### DATASET RECORDS:
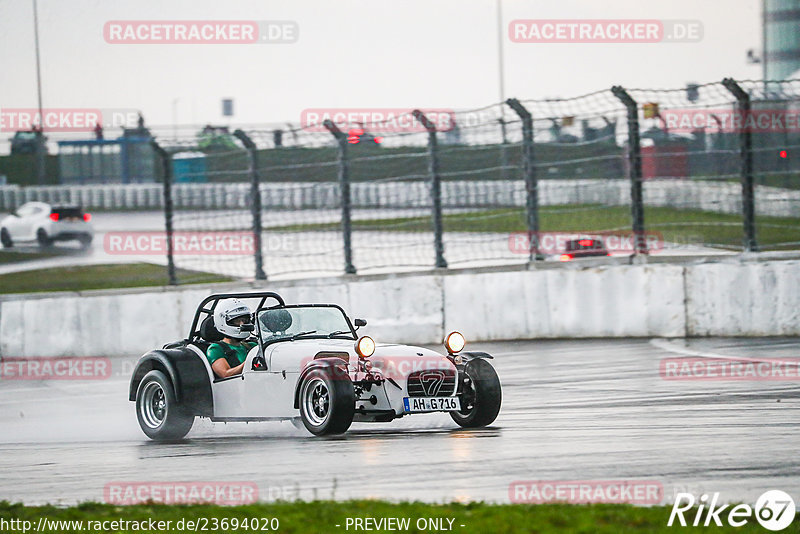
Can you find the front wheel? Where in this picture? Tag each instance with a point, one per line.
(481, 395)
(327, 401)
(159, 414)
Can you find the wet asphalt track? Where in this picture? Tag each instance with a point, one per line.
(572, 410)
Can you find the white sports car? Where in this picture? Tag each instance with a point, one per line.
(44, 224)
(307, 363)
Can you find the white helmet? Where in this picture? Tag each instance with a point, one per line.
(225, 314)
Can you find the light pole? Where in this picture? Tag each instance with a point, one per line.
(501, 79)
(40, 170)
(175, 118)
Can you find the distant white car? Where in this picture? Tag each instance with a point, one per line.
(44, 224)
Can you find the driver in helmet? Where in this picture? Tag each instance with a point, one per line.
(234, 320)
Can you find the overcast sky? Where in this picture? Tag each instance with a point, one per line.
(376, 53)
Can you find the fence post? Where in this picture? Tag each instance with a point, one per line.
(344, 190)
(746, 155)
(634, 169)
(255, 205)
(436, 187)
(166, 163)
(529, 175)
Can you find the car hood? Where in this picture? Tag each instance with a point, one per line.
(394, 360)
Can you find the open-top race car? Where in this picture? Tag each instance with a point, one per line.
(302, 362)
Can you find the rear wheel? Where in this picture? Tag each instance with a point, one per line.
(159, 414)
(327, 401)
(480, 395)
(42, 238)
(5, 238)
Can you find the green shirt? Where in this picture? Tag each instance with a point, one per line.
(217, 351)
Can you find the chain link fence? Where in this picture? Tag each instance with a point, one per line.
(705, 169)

### ASSIGNMENT:
Everything in the entries must be written out exactly; the pictures stay out.

### YOUR RESPONSE:
Can you find the front wheel? Where in this picture? Tag each instance with a point, one per line.
(481, 395)
(327, 401)
(159, 414)
Can you find the wet asphalt track? Where in this picture? Tag each instance with a point, one per line.
(572, 410)
Can you find the white sports car? Where in this picture? Tag each instance with a point, one per line.
(44, 224)
(307, 363)
Can you find the white helmet? Where in this picture? Tag each instance with a point, one per line.
(225, 314)
Can you find the light pole? Where in this picture? Tag each instance with a point, one per line.
(501, 79)
(40, 170)
(175, 118)
Can you find the distant white car? Where in this picture? Tag each instance with a point, one per line.
(44, 224)
Can you find the driver in helmet? Where in this picture? Tag each instance with a point, one per line.
(234, 320)
Can you find the overcast sky? Where in this picture? Tag each instance with a point, one per line.
(376, 53)
Can you find the fence post? Where in this picture? Tag each instance with a point, one per line.
(344, 190)
(746, 155)
(634, 169)
(255, 205)
(436, 187)
(166, 163)
(529, 175)
Can you find the car hood? Where in this picture? Tag each instance with a point, one per line.
(394, 360)
Can you find the open-top race car? Where in this picture? Tag each instance with a point, one per line.
(302, 362)
Can you find the rear wheel? Where in this picture? Tag each instance with a point, one per line.
(159, 414)
(327, 401)
(480, 395)
(42, 238)
(5, 238)
Can you find the green shirt? Where in this picture? Tag each instance with a point, one per line.
(217, 351)
Can you find the chain link fence? Where in this picture? Tag each instance with a point, one per line.
(705, 169)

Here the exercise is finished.